(PROVIDED TEXT Opens)

Posted on | April 8, 2022 | 4 Comments

Mike Magee

Human goodness was on full display today in the form of Ketanji Brown Jackson. Our newest Associate Justice of the Supreme Court had endured nearly 24 hours of rigorous, and at times deeply offensive questioning, under the glare of TV lights, to make history.

Justice Brown Jackson was born in Washington, D.C. on September 14, 1970. To honor their ancestry, her parents reached out to a relative who was serving in the Peace Corps in West Africa at the time, requesting a list of African names for their daughter. At the top of the list, Ketanji Onyika, meaning “lovely one.”

The family moved to South Florida, and Ketanji excelled at every step along the way, earning a seat at Harvard, where she met her husband, now a surgeon at Georgetown, and raising two daughters, Talia, 21, and Leila, 17.

She is amazing and qualified, but not the first, and certainly not the last black woman to change the course of America. Two others come to mind. In teaching my 2019 course, “Women of Courage in Public Health,” I met two other black women leaders from the South who epitomized remarkable excellence.

Sixty years ago, the Harlem Youth Opportunities Unlimited Project, the model for LBJ’s Head Start program, was launched. At the helm was a 45-year old African American woman, the first woman recipient of a PhD from Columbia University. Her roots were not in Harlem, but rather in the highly segregated and always controversial town of Hot Springs, Arkansas.

Mamie Phipps Clark – intelligent, likeable, and well-to-do – was born in 1917. As she herself admitted, “It was a very privileged childhood.” Her father was the town’s black doctor, a member of a very elite club – the 1.5% of black men at the time who held professional positions. Hot Springs, with its gambling and prostitution, was a favorite destination of gangsters like Al Capone. Dr Harold Phipps was not only a doctor, but also the owner with his wife Katherine of the town’s sole black hotel, the Pythian Hotel, built out of the ashes of a 1913 fire that destroyed the town.

Mamie and her only brother, Harold Jr. who would later become a dentist, graduated from the segregated Langston High School. Mamie chose the historical Black College, Howard University, to continue her education, arriving by overnight train under the watchful eyes of an armed guard her father had hired to ensure her safety in transit.

(PROVIDED TEXT Closes)
(INFORMATION SHOWN Opens)

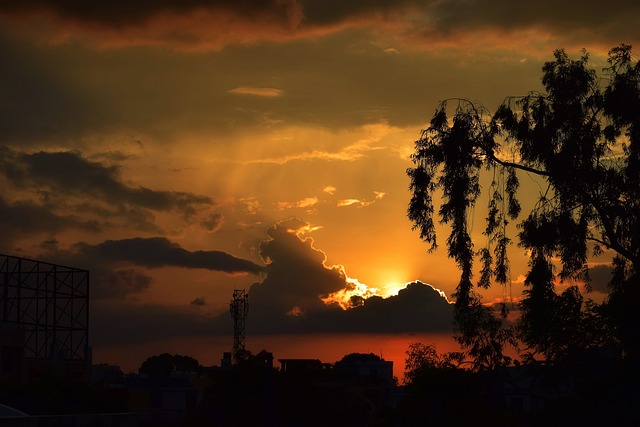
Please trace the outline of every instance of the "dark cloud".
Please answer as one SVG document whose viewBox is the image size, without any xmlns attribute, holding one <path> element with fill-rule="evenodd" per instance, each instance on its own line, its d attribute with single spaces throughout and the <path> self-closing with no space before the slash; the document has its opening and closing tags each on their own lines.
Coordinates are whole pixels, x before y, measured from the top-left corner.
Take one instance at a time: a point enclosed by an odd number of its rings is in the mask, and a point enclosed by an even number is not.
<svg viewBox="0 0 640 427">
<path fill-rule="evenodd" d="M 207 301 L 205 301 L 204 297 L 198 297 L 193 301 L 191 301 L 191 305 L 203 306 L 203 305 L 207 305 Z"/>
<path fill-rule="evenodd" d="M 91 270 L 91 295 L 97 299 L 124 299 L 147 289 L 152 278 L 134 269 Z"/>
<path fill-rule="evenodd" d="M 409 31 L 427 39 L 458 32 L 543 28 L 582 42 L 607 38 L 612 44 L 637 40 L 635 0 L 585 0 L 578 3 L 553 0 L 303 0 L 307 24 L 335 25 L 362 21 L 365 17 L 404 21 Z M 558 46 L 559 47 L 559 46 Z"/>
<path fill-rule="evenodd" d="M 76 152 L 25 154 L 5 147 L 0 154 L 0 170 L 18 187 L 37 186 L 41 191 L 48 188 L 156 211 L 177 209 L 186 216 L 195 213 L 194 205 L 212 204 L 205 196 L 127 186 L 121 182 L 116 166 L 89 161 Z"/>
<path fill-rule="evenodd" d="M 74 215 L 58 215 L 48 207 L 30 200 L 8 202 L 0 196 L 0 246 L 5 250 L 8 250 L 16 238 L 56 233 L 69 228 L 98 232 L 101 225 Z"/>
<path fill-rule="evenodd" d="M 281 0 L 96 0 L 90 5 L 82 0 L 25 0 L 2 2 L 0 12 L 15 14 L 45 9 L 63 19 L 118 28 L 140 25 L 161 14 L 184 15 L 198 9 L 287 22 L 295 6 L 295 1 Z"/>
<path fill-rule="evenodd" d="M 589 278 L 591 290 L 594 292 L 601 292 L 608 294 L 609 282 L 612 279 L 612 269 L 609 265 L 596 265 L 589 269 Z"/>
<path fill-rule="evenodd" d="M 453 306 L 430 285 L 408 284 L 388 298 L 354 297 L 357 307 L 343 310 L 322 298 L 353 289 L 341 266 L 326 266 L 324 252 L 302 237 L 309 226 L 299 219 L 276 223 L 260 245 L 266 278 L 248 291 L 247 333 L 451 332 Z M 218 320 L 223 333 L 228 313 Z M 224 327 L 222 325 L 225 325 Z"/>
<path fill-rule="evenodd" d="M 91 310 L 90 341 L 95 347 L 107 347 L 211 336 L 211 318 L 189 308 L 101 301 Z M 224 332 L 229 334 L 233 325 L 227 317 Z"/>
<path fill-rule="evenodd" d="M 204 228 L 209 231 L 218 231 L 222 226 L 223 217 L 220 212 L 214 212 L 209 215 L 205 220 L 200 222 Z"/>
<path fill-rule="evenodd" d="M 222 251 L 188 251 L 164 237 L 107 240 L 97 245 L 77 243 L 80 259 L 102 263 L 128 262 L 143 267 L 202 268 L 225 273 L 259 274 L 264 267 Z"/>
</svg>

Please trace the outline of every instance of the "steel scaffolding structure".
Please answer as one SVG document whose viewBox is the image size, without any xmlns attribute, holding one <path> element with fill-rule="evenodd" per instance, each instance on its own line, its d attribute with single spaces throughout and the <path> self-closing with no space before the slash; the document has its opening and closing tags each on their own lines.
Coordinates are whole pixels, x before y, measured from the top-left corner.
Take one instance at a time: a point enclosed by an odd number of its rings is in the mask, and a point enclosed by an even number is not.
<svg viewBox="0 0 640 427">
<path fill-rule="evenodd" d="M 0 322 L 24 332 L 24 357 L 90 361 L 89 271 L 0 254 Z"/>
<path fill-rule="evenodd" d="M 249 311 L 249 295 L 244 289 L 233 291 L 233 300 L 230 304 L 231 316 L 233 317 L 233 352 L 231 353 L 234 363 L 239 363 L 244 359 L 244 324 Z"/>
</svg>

(INFORMATION SHOWN Closes)
(INFORMATION SHOWN Opens)

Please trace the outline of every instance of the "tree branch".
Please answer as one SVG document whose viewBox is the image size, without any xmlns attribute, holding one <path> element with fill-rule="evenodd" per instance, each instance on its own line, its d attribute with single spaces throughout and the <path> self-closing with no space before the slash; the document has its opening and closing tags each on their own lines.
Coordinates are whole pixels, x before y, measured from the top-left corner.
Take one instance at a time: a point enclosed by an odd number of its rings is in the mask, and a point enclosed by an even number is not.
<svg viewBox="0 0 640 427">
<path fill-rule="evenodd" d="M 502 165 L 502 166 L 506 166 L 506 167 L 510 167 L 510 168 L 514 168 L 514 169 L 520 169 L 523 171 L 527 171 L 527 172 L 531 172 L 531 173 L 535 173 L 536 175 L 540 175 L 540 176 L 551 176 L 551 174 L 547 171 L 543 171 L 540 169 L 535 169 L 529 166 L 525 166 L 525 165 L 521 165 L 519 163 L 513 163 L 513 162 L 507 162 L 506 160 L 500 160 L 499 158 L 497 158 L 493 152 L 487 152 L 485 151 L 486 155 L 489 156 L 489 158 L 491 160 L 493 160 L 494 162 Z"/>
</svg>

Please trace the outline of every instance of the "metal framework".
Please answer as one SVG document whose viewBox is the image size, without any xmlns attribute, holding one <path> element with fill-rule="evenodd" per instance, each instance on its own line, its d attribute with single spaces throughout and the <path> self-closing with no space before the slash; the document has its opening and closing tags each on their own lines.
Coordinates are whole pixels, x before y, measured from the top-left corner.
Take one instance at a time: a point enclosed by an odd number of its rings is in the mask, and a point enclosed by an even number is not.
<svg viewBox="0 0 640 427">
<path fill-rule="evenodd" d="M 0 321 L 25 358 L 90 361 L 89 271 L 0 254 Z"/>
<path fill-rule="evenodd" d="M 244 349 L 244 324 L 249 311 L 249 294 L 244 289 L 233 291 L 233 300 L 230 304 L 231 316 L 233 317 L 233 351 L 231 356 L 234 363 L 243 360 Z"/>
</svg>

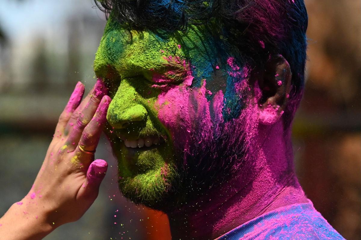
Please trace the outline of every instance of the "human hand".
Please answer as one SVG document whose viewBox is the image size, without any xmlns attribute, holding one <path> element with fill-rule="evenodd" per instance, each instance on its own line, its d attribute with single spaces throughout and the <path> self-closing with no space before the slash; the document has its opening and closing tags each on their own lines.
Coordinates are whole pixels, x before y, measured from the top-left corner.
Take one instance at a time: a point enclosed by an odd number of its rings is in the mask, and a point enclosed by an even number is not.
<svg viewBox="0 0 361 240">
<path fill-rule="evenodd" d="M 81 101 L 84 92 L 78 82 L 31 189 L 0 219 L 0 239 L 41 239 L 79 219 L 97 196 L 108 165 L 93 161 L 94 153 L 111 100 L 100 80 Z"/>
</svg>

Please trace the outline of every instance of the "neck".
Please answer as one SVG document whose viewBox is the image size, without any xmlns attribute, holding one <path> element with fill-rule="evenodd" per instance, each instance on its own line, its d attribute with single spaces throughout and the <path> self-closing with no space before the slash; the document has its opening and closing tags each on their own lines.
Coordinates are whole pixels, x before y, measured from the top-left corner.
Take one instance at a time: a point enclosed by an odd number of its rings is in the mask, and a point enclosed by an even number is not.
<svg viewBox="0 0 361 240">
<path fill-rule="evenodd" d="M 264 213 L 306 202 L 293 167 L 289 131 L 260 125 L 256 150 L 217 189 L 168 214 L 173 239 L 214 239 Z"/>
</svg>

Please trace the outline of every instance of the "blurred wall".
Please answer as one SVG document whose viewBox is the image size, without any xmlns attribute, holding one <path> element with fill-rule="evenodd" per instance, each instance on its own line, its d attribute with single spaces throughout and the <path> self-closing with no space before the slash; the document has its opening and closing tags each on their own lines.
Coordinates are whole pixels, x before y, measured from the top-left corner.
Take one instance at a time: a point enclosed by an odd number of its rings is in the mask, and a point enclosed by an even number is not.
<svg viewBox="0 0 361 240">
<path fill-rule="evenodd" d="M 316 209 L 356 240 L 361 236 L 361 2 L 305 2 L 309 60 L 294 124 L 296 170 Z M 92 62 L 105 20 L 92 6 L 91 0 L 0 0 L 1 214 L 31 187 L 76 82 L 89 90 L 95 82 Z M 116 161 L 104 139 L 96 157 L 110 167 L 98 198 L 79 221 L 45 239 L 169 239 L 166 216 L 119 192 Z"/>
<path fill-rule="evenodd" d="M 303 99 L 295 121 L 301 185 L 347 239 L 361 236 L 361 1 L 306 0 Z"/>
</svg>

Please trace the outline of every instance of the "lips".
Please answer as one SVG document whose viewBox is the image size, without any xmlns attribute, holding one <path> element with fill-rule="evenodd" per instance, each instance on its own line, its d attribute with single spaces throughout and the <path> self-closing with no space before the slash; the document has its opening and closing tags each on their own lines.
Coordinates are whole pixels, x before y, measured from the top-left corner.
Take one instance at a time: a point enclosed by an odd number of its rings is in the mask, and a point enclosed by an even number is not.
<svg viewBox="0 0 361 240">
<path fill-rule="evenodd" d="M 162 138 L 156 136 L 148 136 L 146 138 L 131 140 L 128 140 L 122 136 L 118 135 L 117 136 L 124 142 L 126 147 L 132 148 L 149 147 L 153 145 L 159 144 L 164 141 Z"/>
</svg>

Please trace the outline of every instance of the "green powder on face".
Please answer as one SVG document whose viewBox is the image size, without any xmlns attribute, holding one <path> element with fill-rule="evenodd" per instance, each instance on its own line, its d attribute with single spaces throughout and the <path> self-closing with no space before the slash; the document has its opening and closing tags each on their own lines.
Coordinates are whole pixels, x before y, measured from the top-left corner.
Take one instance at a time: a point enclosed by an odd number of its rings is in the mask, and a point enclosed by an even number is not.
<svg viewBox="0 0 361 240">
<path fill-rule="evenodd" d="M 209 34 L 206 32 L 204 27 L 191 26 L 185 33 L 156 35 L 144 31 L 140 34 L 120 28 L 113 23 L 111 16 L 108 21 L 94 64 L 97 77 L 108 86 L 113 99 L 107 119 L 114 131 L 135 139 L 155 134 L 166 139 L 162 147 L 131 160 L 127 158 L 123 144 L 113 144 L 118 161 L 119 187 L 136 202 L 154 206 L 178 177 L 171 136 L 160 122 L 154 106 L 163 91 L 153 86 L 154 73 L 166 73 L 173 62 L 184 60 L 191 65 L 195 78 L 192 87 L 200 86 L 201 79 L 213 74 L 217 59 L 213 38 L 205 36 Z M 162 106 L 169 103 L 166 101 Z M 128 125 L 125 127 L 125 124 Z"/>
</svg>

(INFORMATION SHOWN Closes)

EXERCISE 1:
In the article about Ketanji Brown Jackson, copy the passage that begins at the words "The family moved" and stops after "Hot Springs, Arkansas.", swapping "Harvard" for "Yale".
EXERCISE 2:
According to the article about Ketanji Brown Jackson, what does the name Ketanji Onyika mean?
EXERCISE 3:
Carry on the article about Ketanji Brown Jackson and Mamie Phipps Clark from its last sentence.

EXERCISE RESPONSE 1:
The family moved to South Florida, and Ketanji excelled at every step along the way, earning a seat at Yale, where she met her husband, now a surgeon at Georgetown, and raising two daughters, Talia, 21, and Leila, 17.

She is amazing and qualified, but not the first, and certainly not the last black woman to change the course of America. Two others come to mind. In teaching my 2019 course, “Women of Courage in Public Health,” I met two other black women leaders from the South who epitomized remarkable excellence.

Sixty years ago, the Harlem Youth Opportunities Unlimited Project, the model for LBJ’s Head Start program, was launched. At the helm was a 45-year old African American woman, the first woman recipient of a PhD from Columbia University. Her roots were not in Harlem, but rather in the highly segregated and always controversial town of Hot Springs, Arkansas.

EXERCISE RESPONSE 2:
"Lovely one."

EXERCISE RESPONSE 3:
Howard was an awakening. As Mamie later recounted, “The school (referring to her segregated high school) was poor, and later I realized how much we didn’t learn. For example, there was one point when I realized I had learned no English grammar – none. And I had learned no history. But those gaps, you weren’t aware of when you were coming through high school.”

She caught up quickly and in her junior year signed up for a course in Abnormal Psychology taught by a young Master’s candidate, Richard Clark. By Spring the next year, the two – against the wishes of her parents – eloped. They then returned to campus where Mamie graduated magna cum laude one month later. That summer, Mamie worked for a young NAACP lawyer named Thurgood Marshall triggering a spirit for advocacy that would remain her hallmark in the decades ahead.

A Master’s followed the next year with a thesis that ultimately enshrined her role in Civil Rights history. Its’ title was, “The Development of Consciousness of Self in Negro Pre-School Children.” As 1940 approached, Richard and Mamie decamped to New York City where both enrolled in Columbia’s PhD program in Psychology. In 1943, she became the first African-American woman to be granted a PhD from Columbia.

It was during this period that she and Richard collaborated on what would become known as “The Dolls Test.” At a local Woolworth’s in Harlem, the couple purchased four dolls – 2 white, and 2 black. They then enrolled 119 black elementary students from an integrated school in Springfield, Massachusetts, and 134 black elementary students from a segregated school in Little Rock, Arkansas.

Each child was asked six questions:

1.”Give me the doll that looks like a white child.”

2. “Give me the doll that looks like a colored (Negro) child.”

3. “Give me the doll that looks like you.”

4. “Show me the doll that you like the best or that you’d like to play with.”

5. “Show me the doll that is the ‘nice’ doll.”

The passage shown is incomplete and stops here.